#### [Record excerpts]
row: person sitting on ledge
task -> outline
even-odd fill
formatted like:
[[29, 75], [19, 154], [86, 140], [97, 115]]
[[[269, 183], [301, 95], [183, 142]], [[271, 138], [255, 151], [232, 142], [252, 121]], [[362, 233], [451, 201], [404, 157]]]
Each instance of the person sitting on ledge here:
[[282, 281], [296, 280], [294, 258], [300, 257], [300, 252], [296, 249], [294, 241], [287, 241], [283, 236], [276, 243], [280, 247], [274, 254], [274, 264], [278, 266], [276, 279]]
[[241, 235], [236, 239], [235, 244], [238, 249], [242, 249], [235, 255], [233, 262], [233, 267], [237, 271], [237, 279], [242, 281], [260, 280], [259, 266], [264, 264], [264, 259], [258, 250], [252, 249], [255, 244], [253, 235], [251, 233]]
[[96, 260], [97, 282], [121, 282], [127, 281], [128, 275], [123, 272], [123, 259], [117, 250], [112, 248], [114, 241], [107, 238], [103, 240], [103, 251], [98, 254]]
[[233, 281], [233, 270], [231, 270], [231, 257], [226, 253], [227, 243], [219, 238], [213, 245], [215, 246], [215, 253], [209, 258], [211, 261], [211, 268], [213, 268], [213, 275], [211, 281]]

#### [What the task asks]
Reprint the entire listing exactly.

#### [Final answer]
row: person sitting on ledge
task -> outline
even-odd fill
formatted like:
[[29, 75], [19, 154], [86, 140], [97, 115]]
[[[269, 183], [301, 95], [183, 142]], [[271, 138], [255, 151], [232, 142], [252, 121]], [[362, 233], [451, 201], [404, 157]]]
Each instance of the person sitting on ledge here:
[[282, 281], [296, 280], [294, 258], [300, 257], [300, 252], [296, 249], [294, 241], [287, 241], [283, 236], [276, 243], [280, 247], [274, 254], [274, 264], [278, 266], [276, 279]]
[[241, 235], [236, 239], [235, 244], [238, 249], [242, 249], [235, 255], [233, 262], [233, 267], [237, 271], [237, 279], [242, 281], [260, 280], [259, 266], [264, 264], [264, 259], [258, 250], [252, 249], [255, 244], [253, 235], [251, 233]]
[[96, 260], [97, 282], [121, 282], [127, 281], [128, 275], [123, 272], [123, 259], [117, 250], [112, 248], [114, 241], [107, 238], [103, 240], [103, 251], [98, 254]]
[[233, 281], [233, 270], [231, 270], [231, 257], [226, 253], [227, 243], [219, 238], [213, 245], [215, 246], [215, 253], [209, 258], [211, 261], [211, 268], [213, 268], [213, 275], [211, 281]]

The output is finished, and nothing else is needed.